>>>
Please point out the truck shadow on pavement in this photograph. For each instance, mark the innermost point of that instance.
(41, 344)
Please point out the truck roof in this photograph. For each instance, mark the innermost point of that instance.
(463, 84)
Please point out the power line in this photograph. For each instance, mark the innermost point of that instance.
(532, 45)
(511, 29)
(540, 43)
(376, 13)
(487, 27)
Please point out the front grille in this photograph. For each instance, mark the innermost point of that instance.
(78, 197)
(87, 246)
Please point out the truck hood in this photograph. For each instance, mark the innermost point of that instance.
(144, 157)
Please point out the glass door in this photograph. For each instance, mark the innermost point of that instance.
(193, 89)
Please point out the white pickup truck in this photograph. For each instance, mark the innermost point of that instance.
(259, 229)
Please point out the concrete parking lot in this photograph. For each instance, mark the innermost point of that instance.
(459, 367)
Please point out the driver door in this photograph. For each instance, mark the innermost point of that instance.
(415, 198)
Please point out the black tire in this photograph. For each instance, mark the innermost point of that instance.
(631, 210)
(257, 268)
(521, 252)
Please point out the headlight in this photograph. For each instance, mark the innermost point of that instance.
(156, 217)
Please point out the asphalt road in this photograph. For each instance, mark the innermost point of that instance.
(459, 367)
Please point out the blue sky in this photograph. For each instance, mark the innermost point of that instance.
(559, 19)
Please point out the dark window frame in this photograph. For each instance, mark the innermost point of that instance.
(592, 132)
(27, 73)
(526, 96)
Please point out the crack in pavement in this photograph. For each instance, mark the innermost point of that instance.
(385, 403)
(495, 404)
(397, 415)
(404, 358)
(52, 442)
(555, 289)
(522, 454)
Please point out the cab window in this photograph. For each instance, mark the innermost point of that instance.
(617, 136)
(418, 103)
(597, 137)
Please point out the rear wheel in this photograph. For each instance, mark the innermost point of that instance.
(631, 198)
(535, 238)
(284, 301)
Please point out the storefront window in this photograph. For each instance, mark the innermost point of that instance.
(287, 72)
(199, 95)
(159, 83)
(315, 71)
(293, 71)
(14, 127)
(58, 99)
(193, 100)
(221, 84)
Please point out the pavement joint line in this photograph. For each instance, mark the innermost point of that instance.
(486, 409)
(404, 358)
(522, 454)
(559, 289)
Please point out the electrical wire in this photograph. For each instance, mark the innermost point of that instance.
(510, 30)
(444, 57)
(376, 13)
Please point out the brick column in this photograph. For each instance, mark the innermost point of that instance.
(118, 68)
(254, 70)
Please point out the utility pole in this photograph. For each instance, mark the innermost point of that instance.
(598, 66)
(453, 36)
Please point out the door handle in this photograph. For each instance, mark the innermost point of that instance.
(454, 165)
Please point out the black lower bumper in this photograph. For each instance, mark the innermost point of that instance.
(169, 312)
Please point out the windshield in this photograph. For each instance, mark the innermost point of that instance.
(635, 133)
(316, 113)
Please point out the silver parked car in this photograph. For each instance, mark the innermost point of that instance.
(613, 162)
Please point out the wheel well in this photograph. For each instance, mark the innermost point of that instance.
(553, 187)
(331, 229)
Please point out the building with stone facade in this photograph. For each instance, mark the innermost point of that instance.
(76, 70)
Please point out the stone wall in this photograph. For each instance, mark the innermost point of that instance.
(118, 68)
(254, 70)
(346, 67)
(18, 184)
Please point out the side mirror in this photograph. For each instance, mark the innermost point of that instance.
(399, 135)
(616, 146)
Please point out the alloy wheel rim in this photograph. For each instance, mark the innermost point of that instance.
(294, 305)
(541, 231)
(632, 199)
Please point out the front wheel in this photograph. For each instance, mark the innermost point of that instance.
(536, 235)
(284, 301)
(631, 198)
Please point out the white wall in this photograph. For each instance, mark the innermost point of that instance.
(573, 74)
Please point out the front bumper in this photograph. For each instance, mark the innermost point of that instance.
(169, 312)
<<<
**Written task:** Convert the lines above into a numbered list, omitting any blank lines.

**Written response:**
1. Please point out the truck shadow on pavement in this photograph. For each instance, mark the innermost point of that instance.
2. (41, 344)
3. Please point out the truck roof in this photograph. For each instance, mark the innermost point of that instance.
4. (463, 84)
5. Please point out the power line in this photograph. For each instance, mark the innermost point of that instance.
6. (532, 45)
7. (511, 29)
8. (540, 43)
9. (376, 13)
10. (487, 27)
11. Please point out the front grille in this photograph. For each instance, mark the innermost point of that instance.
12. (78, 197)
13. (87, 246)
14. Please point out the truck hood in this photograph. For each instance, mark the innermost point of that instance.
15. (144, 157)
16. Please point out the glass door in this photograph. For each instance, mark the innermost point of that instance.
17. (193, 89)
18. Please point out the white pickup truck in this photograph. For each instance, mark the innermost point of that instance.
19. (259, 229)
20. Please point out the concrete parking lot in this photograph. For each instance, mark the innermost point of that instance.
21. (459, 367)
22. Please point out the driver door in this photograph. For each instance, mark the innermost point of that instance.
23. (415, 198)
24. Please point out the black tire in this photograph. For each instance, mark the innermost point of that instance.
25. (631, 210)
26. (257, 268)
27. (521, 252)
28. Please point out the headlight in this photograph. For each instance, mark the innermost point of that instance.
29. (156, 217)
30. Please point out the asphalt road in this photograph. For each instance, mark the innermost point of that instance.
31. (459, 367)
32. Please point out the blue sky in this photograph. For each instance, mark the innermost point of that instance.
33. (559, 19)
34. Please point out the dark window frame in this photograph. For each instance, mark the innermost point of that instance.
35. (592, 132)
36. (27, 73)
37. (526, 96)
38. Please point out the crack in pavement in this photograph. For each instance, mark the innermost point of that instance.
39. (385, 403)
40. (495, 404)
41. (397, 415)
42. (404, 358)
43. (52, 442)
44. (555, 289)
45. (522, 454)
46. Please point out the cab window in this photograph. For each instance, mark the innermost point of that instance.
47. (617, 136)
48. (418, 103)
49. (597, 137)
50. Please point out the rear wheel in this photograph. For each instance, mark the innermost point of that instance.
51. (631, 198)
52. (535, 238)
53. (284, 301)
54. Please point out the storefront window in this photograph. For each instance, mark the innermost point of that instance.
55. (287, 72)
56. (199, 95)
57. (159, 83)
58. (315, 71)
59. (293, 71)
60. (14, 127)
61. (58, 99)
62. (193, 100)
63. (221, 84)
64. Please point out the pavement joint line in this photograph. For each instance, mark the innermost point of that instance.
65. (486, 409)
66. (404, 358)
67. (522, 454)
68. (559, 289)
69. Please point out the electrical wire in this photograph. For each instance, mark the innermost point of that instance.
70. (510, 30)
71. (444, 57)
72. (376, 13)
73. Please point out the brick column in this photograph. For each instance, mark the innermost point of that instance.
74. (118, 68)
75. (254, 70)
76. Please point out the utility pole in this photograph. For each instance, mark the innermost point of that instance.
77. (598, 66)
78. (453, 36)
79. Please point out the door handle in this photograph. For each instance, mark the innermost point of that instance.
80. (454, 165)
81. Please point out the black lower bumper in this photograph. For each instance, mark the innermost point of that instance.
82. (169, 312)
83. Please point out the windshield in this photograph. For each instance, mark the innermost point of that instance.
84. (635, 133)
85. (316, 113)
86. Please point out the silver parked car in this photograph. For each instance, mark the innermost point of that instance.
87. (613, 162)
88. Please point out the wheel well in this photograph. For each instance, mark the innermost point of that instance.
89. (553, 187)
90. (331, 229)
91. Please point out the building with stone facade in this photograph. For each instance, mark the innermost point of that instance.
92. (76, 70)
93. Please point out the stone wall in this photograph. For each instance, mark the innermost point of that instance.
94. (118, 68)
95. (254, 70)
96. (346, 67)
97. (18, 184)
98. Please point out the side mirror in this photograph. For each instance, mark the innermost point of that instance.
99. (399, 135)
100. (616, 146)
101. Please point out the alloy wheel rim in this photograph. For each instance, mark the innermost point of that instance.
102. (294, 305)
103. (541, 231)
104. (632, 199)
105. Please point out the front wheel in this photograph. For each instance, mark the innermost point of that instance.
106. (536, 235)
107. (284, 301)
108. (631, 198)
109. Please point out the white wall in this photograph. For each instance, mark the innermost point of that instance.
110. (573, 74)
111. Please point out the front bumper in this photograph. For each instance, mark the innermost point of that instance.
112. (169, 312)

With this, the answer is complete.